## Start Selection

The cottages share a thin wall. While Ruthie takes her bath, she and Teddy begin a conversation through it. He tells her he is lonely and reveals that he was kicked out of his tattoo studio until he can afford to buy his share. He also confesses he’s never lived completely on his own before. Feeling sympathetic, Ruthie offers to bring him dinner and a new toothbrush. Though touched, he declines.
The following morning, Ruthie finds Teddy drawing in the shared courtyard. She trades him a coffee for one of his sketches, and he confesses that he accidentally stepped on an endangered tortoise. Ruthie, who has her own system for tracking the creatures, examines the animal, revealing her past ambition to become a veterinarian.
Together, they name the tortoise TJ, for Teddy Junior, and Ruthie numbers its shell “50” for tracking. Teddy agrees to care for TJ until the Reptile Zoo can arrange a pickup. Their playful banter through the cottage wall becomes a new evening ritual. Before he leaves for his first day of work, Ruthie asks him not to bring guests to his cottage. The request leads them to joke about their thin walls, and they agree to test how well they can hear each other later.
Later that day, Ruthie researches the new site manager, Rose Prescott. Her work is interrupted by a strained phone call with her parents, during which she downplays her new neighbor. Teddy arrives just in time to overhear her deny that they are friends. He complains dramatically about the tasks the Parloni sisters are giving him and collapses onto her desk. As he lies there, Ruthie secretly traces the “GIVE” tattoo on his knuckles.

## End Selection
## Start Data records

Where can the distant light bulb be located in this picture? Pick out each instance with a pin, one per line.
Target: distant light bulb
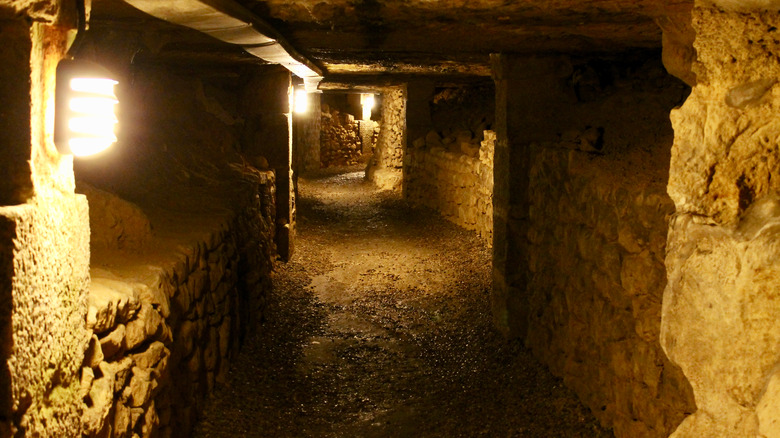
(101, 86)
(86, 103)
(93, 105)
(85, 146)
(301, 101)
(367, 101)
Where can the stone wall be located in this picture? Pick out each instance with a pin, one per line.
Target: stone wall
(185, 219)
(586, 151)
(597, 238)
(721, 307)
(306, 138)
(342, 139)
(166, 322)
(385, 169)
(457, 183)
(44, 233)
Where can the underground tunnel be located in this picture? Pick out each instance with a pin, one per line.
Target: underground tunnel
(385, 218)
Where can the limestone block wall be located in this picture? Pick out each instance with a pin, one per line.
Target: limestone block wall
(457, 184)
(342, 138)
(721, 307)
(307, 133)
(581, 162)
(44, 233)
(386, 166)
(597, 237)
(165, 323)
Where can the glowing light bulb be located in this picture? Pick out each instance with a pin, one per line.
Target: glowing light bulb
(100, 86)
(367, 101)
(301, 101)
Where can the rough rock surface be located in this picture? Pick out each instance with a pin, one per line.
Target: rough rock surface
(167, 320)
(341, 141)
(720, 306)
(380, 326)
(385, 169)
(456, 182)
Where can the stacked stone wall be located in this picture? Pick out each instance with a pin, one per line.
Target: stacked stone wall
(582, 154)
(343, 139)
(597, 244)
(456, 183)
(164, 327)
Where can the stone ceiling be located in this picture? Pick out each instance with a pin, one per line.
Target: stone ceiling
(444, 37)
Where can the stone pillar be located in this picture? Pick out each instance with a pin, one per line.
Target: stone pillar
(530, 98)
(268, 105)
(306, 138)
(44, 234)
(419, 95)
(721, 307)
(385, 169)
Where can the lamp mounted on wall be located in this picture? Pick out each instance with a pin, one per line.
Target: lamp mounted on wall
(367, 102)
(85, 105)
(301, 104)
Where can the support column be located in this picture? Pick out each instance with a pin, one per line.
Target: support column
(385, 169)
(268, 105)
(306, 153)
(44, 235)
(721, 307)
(529, 99)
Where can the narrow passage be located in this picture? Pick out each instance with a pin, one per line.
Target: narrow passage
(380, 326)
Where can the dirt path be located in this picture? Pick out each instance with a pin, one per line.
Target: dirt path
(380, 327)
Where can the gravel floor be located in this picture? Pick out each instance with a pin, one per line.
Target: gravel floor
(380, 327)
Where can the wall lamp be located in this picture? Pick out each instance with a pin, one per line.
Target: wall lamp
(367, 101)
(301, 105)
(85, 104)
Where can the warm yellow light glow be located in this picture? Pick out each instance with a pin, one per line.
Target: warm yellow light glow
(84, 146)
(85, 119)
(93, 105)
(92, 119)
(301, 101)
(93, 126)
(367, 101)
(100, 86)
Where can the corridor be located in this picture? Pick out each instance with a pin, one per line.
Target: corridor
(380, 326)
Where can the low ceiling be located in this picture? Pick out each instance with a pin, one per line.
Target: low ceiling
(440, 37)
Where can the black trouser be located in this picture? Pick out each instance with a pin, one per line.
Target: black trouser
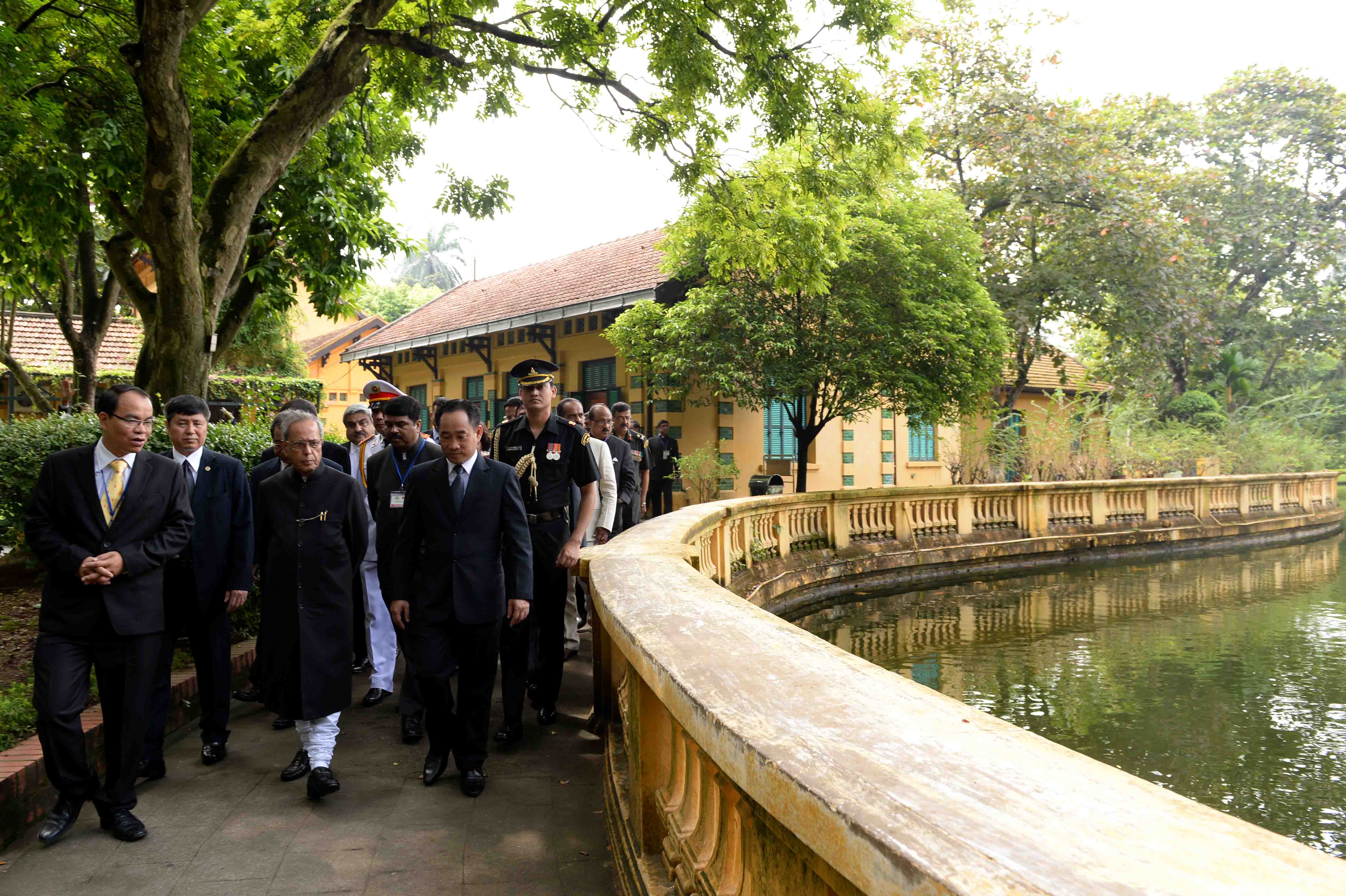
(540, 639)
(411, 703)
(124, 668)
(662, 496)
(438, 649)
(208, 633)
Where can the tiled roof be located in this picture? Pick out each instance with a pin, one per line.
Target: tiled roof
(1044, 375)
(325, 342)
(38, 342)
(607, 270)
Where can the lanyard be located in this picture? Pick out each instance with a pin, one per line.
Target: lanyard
(402, 477)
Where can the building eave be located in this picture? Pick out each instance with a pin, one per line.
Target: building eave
(574, 310)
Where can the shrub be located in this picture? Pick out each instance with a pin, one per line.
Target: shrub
(26, 443)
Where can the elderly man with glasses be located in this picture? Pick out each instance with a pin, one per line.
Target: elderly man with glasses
(313, 530)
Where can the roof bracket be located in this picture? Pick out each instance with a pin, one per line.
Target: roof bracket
(380, 365)
(546, 337)
(478, 345)
(431, 360)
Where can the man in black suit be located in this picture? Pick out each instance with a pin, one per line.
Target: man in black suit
(464, 562)
(204, 584)
(387, 485)
(332, 451)
(663, 455)
(104, 520)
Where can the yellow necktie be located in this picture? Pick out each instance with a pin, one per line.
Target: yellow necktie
(112, 494)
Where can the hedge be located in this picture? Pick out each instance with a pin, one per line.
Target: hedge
(26, 443)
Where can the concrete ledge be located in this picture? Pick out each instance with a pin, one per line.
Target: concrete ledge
(749, 757)
(25, 792)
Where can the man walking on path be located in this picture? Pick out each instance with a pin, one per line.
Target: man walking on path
(204, 584)
(313, 528)
(104, 520)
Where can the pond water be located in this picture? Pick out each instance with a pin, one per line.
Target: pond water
(1223, 679)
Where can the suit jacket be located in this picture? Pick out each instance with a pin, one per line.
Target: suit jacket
(267, 469)
(223, 540)
(332, 451)
(65, 525)
(383, 479)
(462, 564)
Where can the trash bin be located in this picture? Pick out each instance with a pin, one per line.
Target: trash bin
(766, 485)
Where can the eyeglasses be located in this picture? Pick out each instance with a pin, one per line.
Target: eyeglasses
(310, 446)
(137, 424)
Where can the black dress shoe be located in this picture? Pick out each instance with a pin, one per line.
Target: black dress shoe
(322, 782)
(435, 766)
(412, 730)
(151, 769)
(473, 782)
(123, 825)
(298, 767)
(60, 820)
(376, 696)
(213, 753)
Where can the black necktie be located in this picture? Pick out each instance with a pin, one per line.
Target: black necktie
(458, 488)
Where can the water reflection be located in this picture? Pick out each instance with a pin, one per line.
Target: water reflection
(1223, 679)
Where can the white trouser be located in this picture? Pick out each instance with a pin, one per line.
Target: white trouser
(379, 630)
(320, 739)
(572, 615)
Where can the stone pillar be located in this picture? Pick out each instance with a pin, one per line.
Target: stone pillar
(1099, 506)
(840, 525)
(964, 511)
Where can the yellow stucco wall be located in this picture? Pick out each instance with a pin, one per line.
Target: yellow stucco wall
(699, 420)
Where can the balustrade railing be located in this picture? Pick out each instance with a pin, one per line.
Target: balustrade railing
(748, 758)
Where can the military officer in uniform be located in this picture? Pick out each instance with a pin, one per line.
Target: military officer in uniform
(547, 454)
(624, 428)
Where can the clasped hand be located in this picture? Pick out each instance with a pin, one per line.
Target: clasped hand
(102, 570)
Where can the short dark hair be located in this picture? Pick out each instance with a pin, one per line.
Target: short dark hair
(474, 414)
(301, 404)
(402, 407)
(186, 405)
(110, 399)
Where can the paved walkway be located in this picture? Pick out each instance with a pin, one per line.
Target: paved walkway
(236, 831)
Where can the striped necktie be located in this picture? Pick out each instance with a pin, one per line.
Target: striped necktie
(112, 494)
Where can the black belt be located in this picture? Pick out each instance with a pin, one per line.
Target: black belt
(548, 516)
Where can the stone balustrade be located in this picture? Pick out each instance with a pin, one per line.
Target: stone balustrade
(745, 757)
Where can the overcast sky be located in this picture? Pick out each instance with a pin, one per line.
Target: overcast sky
(575, 188)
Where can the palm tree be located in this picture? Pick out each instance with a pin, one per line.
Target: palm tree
(438, 263)
(1235, 375)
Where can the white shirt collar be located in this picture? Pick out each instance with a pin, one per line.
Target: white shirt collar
(194, 459)
(468, 467)
(103, 457)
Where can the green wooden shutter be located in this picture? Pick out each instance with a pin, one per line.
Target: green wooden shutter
(419, 395)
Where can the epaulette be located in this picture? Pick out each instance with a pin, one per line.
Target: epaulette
(583, 432)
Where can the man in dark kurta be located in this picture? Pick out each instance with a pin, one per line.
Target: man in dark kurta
(313, 530)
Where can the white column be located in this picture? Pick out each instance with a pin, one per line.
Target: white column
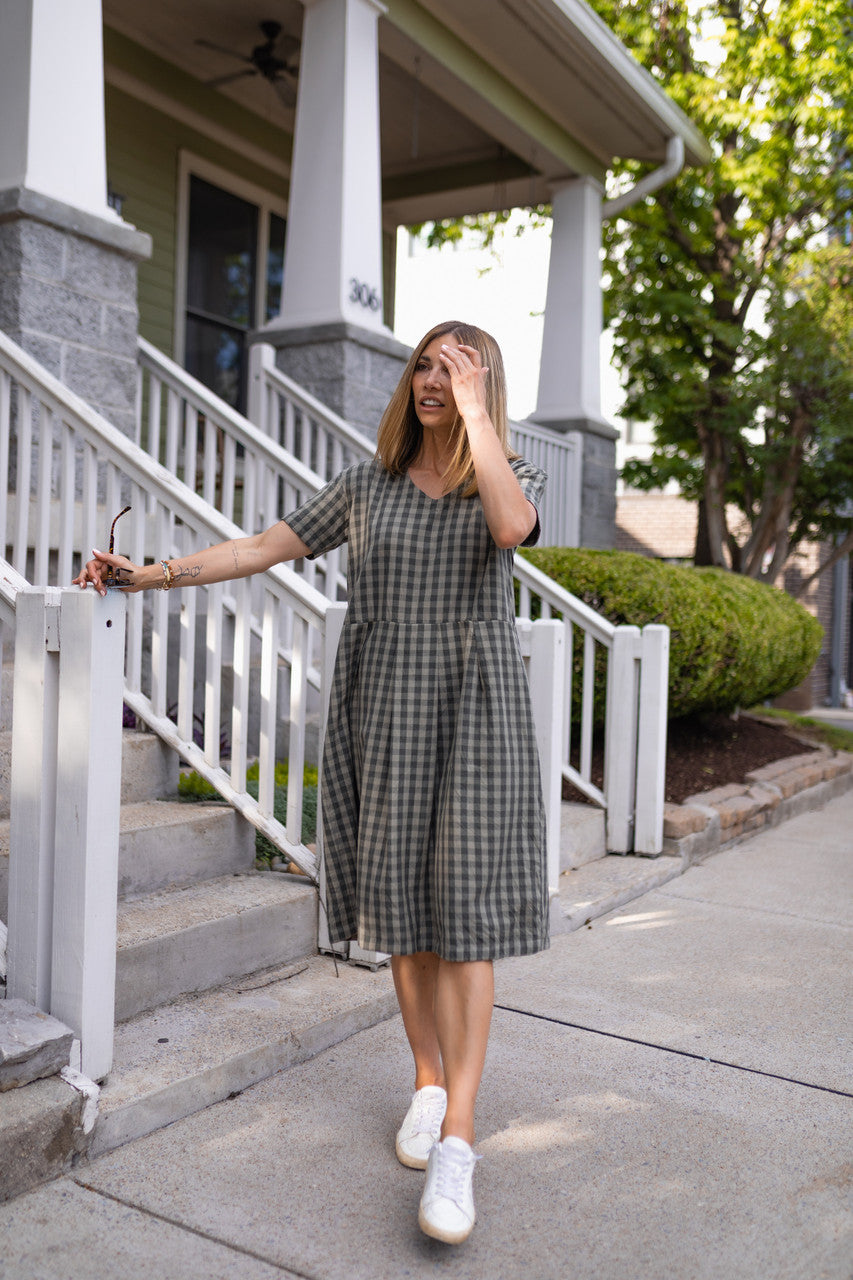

## End Data records

To do:
a – List every character named in the summary about Ruthie and Teddy, including any animal.
b – Quote the stretch of the summary about Ruthie and Teddy from "The cottages share" through "become a veterinarian.".
c – Write what comes next in the summary about Ruthie and Teddy, picking up after its final sentence.
The data has no role in any of this.

Written answers:
a – Ruthie, Teddy, TJ (Teddy Junior), Rose Prescott, the Parloni sisters

b –
The cottages share a thin wall. While Ruthie takes her bath, she and Teddy begin a conversation through it. He tells her he is lonely and reveals that he was kicked out of his tattoo studio until he can afford to buy his share. He also confesses he’s never lived completely on his own before. Feeling sympathetic, Ruthie offers to bring him dinner and a new toothbrush. Though touched, he declines.
The following morning, Ruthie finds Teddy drawing in the shared courtyard. She trades him a coffee for one of his sketches, and he confesses that he accidentally stepped on an endangered tortoise. Ruthie, who has her own system for tracking the creatures, examines the animal, revealing her past ambition to become a veterinarian.

c –
Melanie Sasaki returns and reports that the recreation center door was found unlocked, rekindling Ruthie’s old anxiety about security protocols. Melanie announces it is time to start the Sasaki Method by creating a dating profile for Ruthie. Teddy objects, insisting Ruthie is already “perfection,” creating tension between him and Melanie. Melanie persists anyway, setting Ruthie’s first challenge in motion.
On Friday morning, Teddy gives Ruthie a hand-drawn invitation for lunch with the Parloni sisters. Shortly after, his father, Jerry Prescott, calls to check on him. Jerry warns Ruthie not to be “dazzled” by Teddy, explaining his son has a history of charming people and then breaking their hearts. Teddy’s half-sister, Rose Prescott, who is on the call, speaks disparagingly of him.
Minutes later, Rose calls Ruthie directly. She demands numerous reports and begins questioning Providence’s security and hiring practices, confirming she is managing the site review remotely. This leaves Ruthie anxious that she is already under suspicion and could lose her job. Overwhelmed by the pressure, Ruthie tries to cancel the lunch and back out of the Sasaki Method. However, Melanie insists she follow through with both plans.
At midday, Teddy arrives dressed in a chauffeur costume to take Ruthie to lunch. When she resists, he follows the Parloni sisters’ instructions and playfully carries her to the car. At the restaurant, Renata places Ruthie and Teddy at their own separate table, calling it a “practice date.”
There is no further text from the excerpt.